To be done:
Leave out the pictures; transcribe all else exactly.

Point annotations for photos:
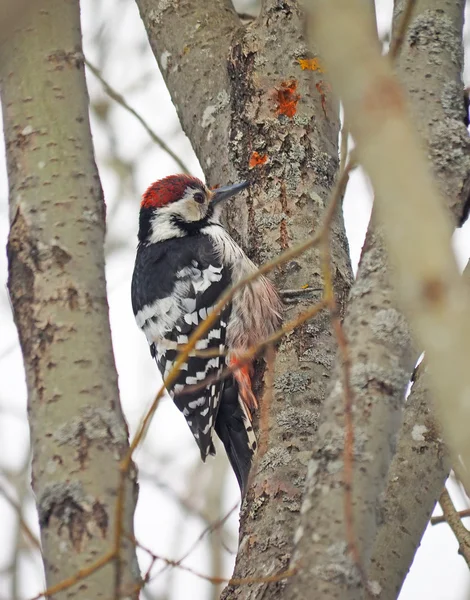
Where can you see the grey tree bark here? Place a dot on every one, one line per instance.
(58, 291)
(381, 351)
(230, 85)
(251, 110)
(228, 105)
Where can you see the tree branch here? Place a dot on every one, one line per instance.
(453, 519)
(58, 292)
(428, 281)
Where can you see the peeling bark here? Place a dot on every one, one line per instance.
(58, 291)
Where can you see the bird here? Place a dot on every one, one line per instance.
(185, 260)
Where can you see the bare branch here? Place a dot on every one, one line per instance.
(123, 102)
(428, 281)
(453, 519)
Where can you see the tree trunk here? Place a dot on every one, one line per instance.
(58, 291)
(250, 102)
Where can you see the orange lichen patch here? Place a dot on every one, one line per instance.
(323, 88)
(257, 159)
(287, 98)
(311, 64)
(242, 374)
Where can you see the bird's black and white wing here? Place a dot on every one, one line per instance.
(173, 290)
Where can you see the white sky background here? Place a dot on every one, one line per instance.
(169, 453)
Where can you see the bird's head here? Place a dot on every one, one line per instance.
(180, 205)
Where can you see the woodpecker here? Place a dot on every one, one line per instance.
(185, 260)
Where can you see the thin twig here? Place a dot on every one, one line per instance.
(453, 519)
(116, 96)
(251, 353)
(399, 36)
(76, 577)
(441, 518)
(217, 580)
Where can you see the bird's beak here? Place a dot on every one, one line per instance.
(227, 191)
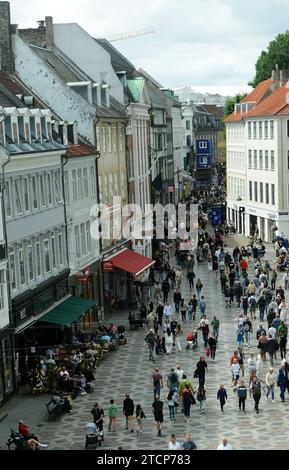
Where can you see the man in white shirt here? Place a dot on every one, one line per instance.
(168, 312)
(173, 444)
(224, 444)
(272, 331)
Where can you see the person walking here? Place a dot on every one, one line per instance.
(222, 396)
(256, 389)
(177, 301)
(177, 337)
(112, 414)
(201, 369)
(171, 404)
(201, 397)
(183, 309)
(242, 395)
(140, 418)
(199, 287)
(157, 382)
(157, 408)
(215, 326)
(282, 381)
(128, 411)
(174, 444)
(224, 444)
(169, 341)
(212, 342)
(151, 341)
(252, 363)
(270, 382)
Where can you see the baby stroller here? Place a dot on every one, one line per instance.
(192, 340)
(121, 334)
(93, 437)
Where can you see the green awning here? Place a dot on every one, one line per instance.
(69, 311)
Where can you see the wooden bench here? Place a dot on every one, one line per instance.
(54, 409)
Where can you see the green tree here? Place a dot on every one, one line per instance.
(276, 54)
(231, 101)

Reply:
Where can you see the grey tree bark here? Place a dot on every one, one line per instance.
(58, 291)
(381, 351)
(230, 85)
(251, 110)
(228, 105)
Where can you see the tree branch here? Place a dot on every one, one line per instance.
(453, 519)
(58, 292)
(428, 281)
Where can you see the peeling bark here? Place a dot on every one, one line per instance.
(58, 291)
Where can you see the bird here? Place a dot on every one, one line per instance.
(185, 260)
Where can you see the bare branch here? Place a dot on every one, one line per instance.
(123, 102)
(428, 281)
(453, 519)
Where can you see the tree trunk here? Place a dot on every one, one line per instance.
(58, 291)
(250, 102)
Where can you see the orange lichen patch here? Place a dot on every one, one line per instance.
(323, 88)
(257, 159)
(287, 98)
(311, 64)
(242, 374)
Where can you see the bird's black and white wing here? Place a dot on every one, one line per instance.
(173, 290)
Where can you see the white sky background here? Place a dot on every one, one line per instance.
(169, 453)
Where can you see the bird's head here? Place a dot on every one, one line per instance.
(180, 205)
Where can you see the woodpecker here? Place a dot on every one, one line per instance.
(185, 260)
Where can you see the thin twig here? Place a dot on every one, one line per instance.
(453, 519)
(116, 96)
(251, 353)
(399, 36)
(76, 577)
(441, 518)
(217, 580)
Where can you see the bird's beak here? Place a dot on every one, one line per instance.
(227, 191)
Where can you see the man in white shirt here? Place a dot on every one, one line per instance.
(168, 312)
(173, 444)
(224, 444)
(272, 331)
Where can you see the person walking here? Place a dot on every one, one line per instance.
(222, 396)
(256, 389)
(177, 301)
(177, 337)
(112, 414)
(201, 369)
(171, 404)
(201, 397)
(183, 309)
(242, 395)
(140, 418)
(199, 287)
(157, 382)
(157, 408)
(215, 326)
(282, 381)
(128, 411)
(174, 444)
(224, 444)
(169, 341)
(212, 342)
(151, 341)
(252, 363)
(270, 382)
Where can you see the baby stroller here? Place a dot on every one, one line per instance.
(192, 340)
(121, 334)
(93, 437)
Where can you see the green awning here? Place a dot on every one, one line per instance.
(69, 311)
Where can you see the wooden bench here? Place a dot on every one, one line per instance.
(54, 409)
Where can you see the green tree here? Place a dot on every one, one line per instance.
(276, 54)
(231, 101)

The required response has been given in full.